Takenlijst>
• a. Met welke organisatie heeft de Heilige Stoel volgens het fragment over samenwerking tussen christenen een adviesgroep?
• b. Zet het fragment over samenwerking tussen christenen voort na de laatste zin.

Gekozen fragment>
De profeet Jesaja opent onze geest voor het visioen van de berg van de tempel van de Heer, waarheen alle volkeren zullen optrekken. Dan 'smeden zij hun zwaarden om tot ploegscharen en hun speerpunten tot sikkels' (Jes. 2, 4). De kracht die verspild werd in haat en vernietiging zullen worden aangewend voor de echte behoeften van het leven. Op weg naar dat doel 'in het licht van de Heer' (Jes. 2, 5) kunnen de Christenen op grond van het gemeenschappelijk doopsel, van vandaag af hun krachten bundelen om samen een gemeenschappelijk geloofsgetuigenis te geven in een dienstverlening aan ieder mens en aan alle mensen. Het lijden van de huidige wereld is een werkelijkheid welke ons eisen stelt.
De heilige Paulus zegt ons steeds op zijn levendige, actuele en veeleisende spreekwijze: 'Draagt bij voor de noden van de broeders' (Rom. 12, 13). De praktische samenwerking tussen de Christenen van de verschillende belijdenissen is mogelijk en het Tweede Vaticaans Concilie kent er ook een evangelisatiekracht aan toe. 'De samenwerking van alle Christenen is een levendige uitdrukking van de band die hen reeds met elkaar verbindt en stelt het gelaat van de dienende Christus meer in het licht'. 2e Vaticaans Concilie, Decreet, Over de oecumene, Unitatis Redintegratio (21 nov 1964), 12
De gevoeligmakingsinitiatieven zoals die welke vandaag in het kader van deze abdij wordt geopend, zijn nuttig om een bewustzijn van deelneming en gemeenschap met het lot van de mensheid tot stand te brengen.
Op een meer algemeen vlak heeft de Heilige Stoel een adviesgroep met de Wereldraad van Kerken voor de samenwerking met betrekking tot het sociaal denken en handelen, welke rijk aan mogelijkheden op dit gebied is.

Annotaties met begrenzingskaders

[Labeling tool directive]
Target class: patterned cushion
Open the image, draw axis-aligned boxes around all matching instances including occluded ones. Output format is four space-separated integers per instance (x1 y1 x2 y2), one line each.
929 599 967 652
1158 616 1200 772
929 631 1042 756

Antwoorden>
• a. Met de Wereldraad van Kerken.

• b.
Op de vooravond van zijn offer op het kruis vertrouwde Jezus zijn leerlingen en allen die door hun woord in Hem zouden geloven, toe aan de Vader. Hij bad: 'dat zij één mogen zijn opdat de wereld gelove' (Joh. 17, 21). Hij vroeg een eenheid zonder enige schaduw, een volle, totale en vitale eenheid. Hij bad: 'dat zij volmaakt één zijn' (Joh. 17, 23).
De inspanning van de Christenen ten aanzien van de volle eenheid moet derhalve voortduren totdat het door Jezus Christus aangegeven doel is bereikt. En men moet volharden in de diepgaande bestudering van de kwesties die de Christenen nog altijd verdelen, in de oprechte en eerlijke dialoog, in gezamenlijk handelen en vooral in het gebed dat steun, kracht en richting geeft.
Het Tweede Vaticaans Concilie heeft het gebed samen met de andere Christenen aangeraden: 'Zulke gemeenschappelijke gebeden zijn werkelijk een zeer doeltreffend middel om de genade van eenheid te verkrijgen'. 2e Vaticaans Concilie, Decreet, Over de oecumene, Unitatis Redintegratio (21 nov 1964), 8
Tot u allen hier aanwezig, tot alle gedoopten van heel de wereld, zeg ik met heel mijn hart: Moge de vrede en genade van God altijd met u zijn!
Moge de Heer altijd met ons allen zijn en ons op de wegen leiden die tot de eenheid voeren, opdat wij daardoor doeltreffender het evangelie van liefde, verzoening en vrede aan alle mensen kunnen brengen.
Amen.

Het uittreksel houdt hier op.